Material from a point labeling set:
* * * * * * *
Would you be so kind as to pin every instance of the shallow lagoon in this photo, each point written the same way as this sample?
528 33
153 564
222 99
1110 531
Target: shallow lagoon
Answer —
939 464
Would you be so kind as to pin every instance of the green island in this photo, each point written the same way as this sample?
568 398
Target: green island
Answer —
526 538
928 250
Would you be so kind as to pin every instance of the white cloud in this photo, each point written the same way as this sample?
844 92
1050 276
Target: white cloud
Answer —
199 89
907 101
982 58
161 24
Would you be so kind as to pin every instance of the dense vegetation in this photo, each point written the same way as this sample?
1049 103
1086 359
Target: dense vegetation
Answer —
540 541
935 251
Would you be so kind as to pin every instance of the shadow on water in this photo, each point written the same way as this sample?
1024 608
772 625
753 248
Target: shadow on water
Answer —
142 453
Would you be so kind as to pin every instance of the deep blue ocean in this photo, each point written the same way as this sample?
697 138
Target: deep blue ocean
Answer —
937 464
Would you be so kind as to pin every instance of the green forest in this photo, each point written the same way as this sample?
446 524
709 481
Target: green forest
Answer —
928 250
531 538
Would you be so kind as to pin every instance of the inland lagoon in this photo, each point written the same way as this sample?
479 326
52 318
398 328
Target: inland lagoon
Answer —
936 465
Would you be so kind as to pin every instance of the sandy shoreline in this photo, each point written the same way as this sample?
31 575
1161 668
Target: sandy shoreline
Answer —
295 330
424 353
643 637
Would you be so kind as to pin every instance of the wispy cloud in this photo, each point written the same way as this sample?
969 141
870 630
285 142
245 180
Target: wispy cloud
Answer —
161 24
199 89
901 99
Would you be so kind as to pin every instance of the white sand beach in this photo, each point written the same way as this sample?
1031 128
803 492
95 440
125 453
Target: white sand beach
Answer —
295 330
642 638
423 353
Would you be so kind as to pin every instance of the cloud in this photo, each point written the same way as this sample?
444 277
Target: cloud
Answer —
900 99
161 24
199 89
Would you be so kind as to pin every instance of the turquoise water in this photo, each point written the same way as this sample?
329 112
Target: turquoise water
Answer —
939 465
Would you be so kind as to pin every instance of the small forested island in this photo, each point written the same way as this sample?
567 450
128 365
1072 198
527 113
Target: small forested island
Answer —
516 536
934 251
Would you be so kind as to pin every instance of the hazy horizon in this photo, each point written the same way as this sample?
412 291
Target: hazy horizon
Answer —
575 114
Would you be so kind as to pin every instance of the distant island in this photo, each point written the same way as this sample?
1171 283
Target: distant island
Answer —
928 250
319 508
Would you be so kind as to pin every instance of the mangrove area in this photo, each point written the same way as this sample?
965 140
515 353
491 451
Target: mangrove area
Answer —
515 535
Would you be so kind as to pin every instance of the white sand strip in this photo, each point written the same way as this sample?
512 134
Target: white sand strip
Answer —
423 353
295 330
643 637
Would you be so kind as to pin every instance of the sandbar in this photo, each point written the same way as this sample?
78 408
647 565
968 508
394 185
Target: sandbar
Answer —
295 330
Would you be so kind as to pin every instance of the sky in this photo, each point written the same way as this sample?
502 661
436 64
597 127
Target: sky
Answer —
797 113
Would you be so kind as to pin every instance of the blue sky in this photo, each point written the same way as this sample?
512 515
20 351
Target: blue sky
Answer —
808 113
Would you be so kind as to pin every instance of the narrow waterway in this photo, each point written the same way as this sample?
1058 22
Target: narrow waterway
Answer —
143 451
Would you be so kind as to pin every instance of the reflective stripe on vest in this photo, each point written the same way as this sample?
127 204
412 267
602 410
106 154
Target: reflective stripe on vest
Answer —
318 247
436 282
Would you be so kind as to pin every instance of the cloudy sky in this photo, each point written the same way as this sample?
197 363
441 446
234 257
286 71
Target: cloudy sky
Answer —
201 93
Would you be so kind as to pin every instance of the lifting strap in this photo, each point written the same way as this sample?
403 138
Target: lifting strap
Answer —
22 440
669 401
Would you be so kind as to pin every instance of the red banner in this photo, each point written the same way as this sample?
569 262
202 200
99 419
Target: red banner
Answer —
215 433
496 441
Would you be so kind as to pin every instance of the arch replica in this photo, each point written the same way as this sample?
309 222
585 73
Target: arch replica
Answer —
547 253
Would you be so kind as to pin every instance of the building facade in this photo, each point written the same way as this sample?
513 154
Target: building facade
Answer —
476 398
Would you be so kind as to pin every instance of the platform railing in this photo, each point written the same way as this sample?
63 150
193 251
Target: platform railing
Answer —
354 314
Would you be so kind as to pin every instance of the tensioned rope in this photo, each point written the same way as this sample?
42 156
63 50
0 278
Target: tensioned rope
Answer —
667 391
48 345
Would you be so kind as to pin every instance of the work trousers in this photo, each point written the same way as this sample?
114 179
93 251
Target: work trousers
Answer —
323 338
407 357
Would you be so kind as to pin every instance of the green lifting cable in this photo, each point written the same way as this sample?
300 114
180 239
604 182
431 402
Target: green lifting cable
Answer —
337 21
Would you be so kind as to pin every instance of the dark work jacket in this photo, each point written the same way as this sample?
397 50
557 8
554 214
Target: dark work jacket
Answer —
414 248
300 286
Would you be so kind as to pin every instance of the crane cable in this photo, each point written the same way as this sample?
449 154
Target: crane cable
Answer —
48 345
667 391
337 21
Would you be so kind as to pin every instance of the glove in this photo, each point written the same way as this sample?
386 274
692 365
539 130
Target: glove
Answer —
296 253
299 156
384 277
* * * * * * *
Copy out, word for word, the lines of the material above that run from the line containing "of the glove" through the end of the material, including both ends.

Exercise answer:
Would you be so kind as to pin every instance of the glove in this photo, each point written the same way as this sample?
386 274
692 365
539 130
Target: glove
Answer —
296 253
299 156
384 277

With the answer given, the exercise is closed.